**Work item:** The whole of the data is to be duplicated precisely.

Data records

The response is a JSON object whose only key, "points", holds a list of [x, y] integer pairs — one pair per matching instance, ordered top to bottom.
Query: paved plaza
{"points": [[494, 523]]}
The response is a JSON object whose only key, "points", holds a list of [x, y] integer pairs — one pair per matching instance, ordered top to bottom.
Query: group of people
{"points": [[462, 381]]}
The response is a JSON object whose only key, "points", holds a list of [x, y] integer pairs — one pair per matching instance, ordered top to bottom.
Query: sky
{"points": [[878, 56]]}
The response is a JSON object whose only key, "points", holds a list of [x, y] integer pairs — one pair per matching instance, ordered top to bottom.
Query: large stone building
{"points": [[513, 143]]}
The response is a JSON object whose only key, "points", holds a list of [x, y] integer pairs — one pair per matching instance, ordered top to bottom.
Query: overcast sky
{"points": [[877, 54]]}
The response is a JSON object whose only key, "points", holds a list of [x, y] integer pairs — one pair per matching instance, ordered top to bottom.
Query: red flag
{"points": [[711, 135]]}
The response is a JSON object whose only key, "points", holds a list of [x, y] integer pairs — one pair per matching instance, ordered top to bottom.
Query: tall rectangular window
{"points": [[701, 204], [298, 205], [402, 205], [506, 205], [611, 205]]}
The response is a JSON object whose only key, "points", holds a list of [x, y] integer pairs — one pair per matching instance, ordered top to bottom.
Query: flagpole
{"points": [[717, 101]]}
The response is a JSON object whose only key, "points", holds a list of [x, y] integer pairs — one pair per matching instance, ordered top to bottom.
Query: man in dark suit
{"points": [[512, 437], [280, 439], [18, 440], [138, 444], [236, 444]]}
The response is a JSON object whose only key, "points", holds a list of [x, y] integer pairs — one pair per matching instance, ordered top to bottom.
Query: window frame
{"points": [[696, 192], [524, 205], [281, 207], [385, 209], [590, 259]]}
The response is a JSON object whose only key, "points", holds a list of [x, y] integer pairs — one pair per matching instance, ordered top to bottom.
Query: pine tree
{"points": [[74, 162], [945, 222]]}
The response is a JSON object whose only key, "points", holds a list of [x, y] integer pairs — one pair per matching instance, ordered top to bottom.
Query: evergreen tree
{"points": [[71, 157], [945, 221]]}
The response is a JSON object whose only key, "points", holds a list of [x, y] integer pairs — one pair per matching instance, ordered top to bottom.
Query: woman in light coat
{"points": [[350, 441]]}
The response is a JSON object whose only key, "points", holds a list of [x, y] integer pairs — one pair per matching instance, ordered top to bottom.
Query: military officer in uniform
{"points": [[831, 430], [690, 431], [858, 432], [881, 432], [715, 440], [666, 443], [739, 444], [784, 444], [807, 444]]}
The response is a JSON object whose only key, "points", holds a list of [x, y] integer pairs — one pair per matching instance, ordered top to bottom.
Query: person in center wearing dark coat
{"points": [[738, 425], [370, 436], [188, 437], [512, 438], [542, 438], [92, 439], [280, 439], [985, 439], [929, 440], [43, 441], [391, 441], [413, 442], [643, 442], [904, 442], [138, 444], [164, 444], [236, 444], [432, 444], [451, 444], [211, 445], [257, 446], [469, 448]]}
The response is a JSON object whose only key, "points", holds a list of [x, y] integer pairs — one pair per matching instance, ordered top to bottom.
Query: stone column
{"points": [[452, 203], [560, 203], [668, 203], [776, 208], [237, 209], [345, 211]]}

**The answer:**
The response is a JSON object whose only key, "points", holds a list of [x, y] integer pairs — one pair per matching instance, ordered top to bottom.
Query: paved plaza
{"points": [[494, 523]]}
The response is a JSON object whose only key, "points", holds a list of [x, y] integer pairs — one pair per matching instance, ordered top to bottom.
Query: group of people
{"points": [[462, 381]]}
The response is a JSON object whose only key, "points", holds a list of [x, y] integer pairs — one pair per matching instance, ordered top to bottom.
Query: sky
{"points": [[878, 56]]}
The response is a JSON object whose only key, "points", holds a list of [x, y] integer pairs — one pair per matching instance, ordered top to bottom.
Query: large stone building
{"points": [[513, 143]]}
The response is a JSON object whose only key, "points", holds a list of [x, y] integer pairs — one pair per matching instance, ordered top to bottom.
Query: overcast sky
{"points": [[877, 54]]}
The response is a JSON object whose only key, "points", holds a list of [x, y] integer pairs — one pair per matching instance, ordered top to bottom.
Query: red flag
{"points": [[711, 135]]}
The response is a JSON object whose only key, "points", holds a list of [x, y] integer pairs — one pair per matching instance, ordered top to bottom.
Query: tall rectangular window
{"points": [[701, 204], [298, 205], [402, 205], [506, 205], [611, 205]]}
The response is a JSON object whose only key, "points", holds a list of [x, y] integer pairs — one pair per matching instance, ordered top to bottom.
Query: flagpole
{"points": [[717, 101]]}
The response is a JSON object whose only key, "points", holds a list of [x, y] integer pairs — one pair per matching instance, ordered top to bottom.
Query: man in dark suit
{"points": [[512, 437], [280, 439], [18, 440], [138, 444], [236, 444]]}
The response is a JSON object whose only key, "points", holds a list of [x, y] integer pairs — one pair per matching instance, ordered top to bottom.
Query: window frame
{"points": [[696, 192], [524, 205], [281, 207], [385, 209], [590, 259]]}
The response is a JSON object whose only key, "points", holds a list of [x, y] integer pairs — one pair per matching instance, ordered top to bottom.
Query: pine tree
{"points": [[74, 162], [945, 222]]}
The response is a JSON object whose only key, "points", holds a list of [x, y] integer pairs — one pair per matching instance, ordered top to bottom.
Query: evergreen tree
{"points": [[71, 157], [945, 221]]}
The response is a JSON object whose only key, "points", holds a list of [x, y] integer pairs — one pair per matching instance, ordered top to bottom.
Query: woman in light coat
{"points": [[350, 441]]}
The response is a JSON object whose only key, "points", holds a list of [x, y] integer pairs — one pair per matching instance, ordered top to bottom.
Query: military officer in uniform
{"points": [[831, 430], [690, 431], [858, 432], [881, 432], [715, 440], [666, 443], [739, 444], [784, 444], [807, 444]]}
The response is a JSON object whose only key, "points", holds a list of [x, y] integer pairs — one pair per matching instance, ordered top to bottom.
Query: person in center wearing dark coat
{"points": [[738, 425], [370, 436], [188, 437], [512, 438], [542, 438], [92, 439], [280, 439], [985, 439], [929, 440], [43, 441], [391, 441], [413, 442], [643, 442], [904, 442], [138, 444], [164, 444], [236, 444], [432, 444], [451, 444], [211, 445], [257, 446], [469, 448]]}
The response is a JSON object whose only key, "points", holds a list of [x, y] integer pairs — one pair per matching instance, ordered top to bottom.
Query: stone column
{"points": [[452, 203], [560, 203], [668, 203], [776, 208], [237, 209], [345, 211]]}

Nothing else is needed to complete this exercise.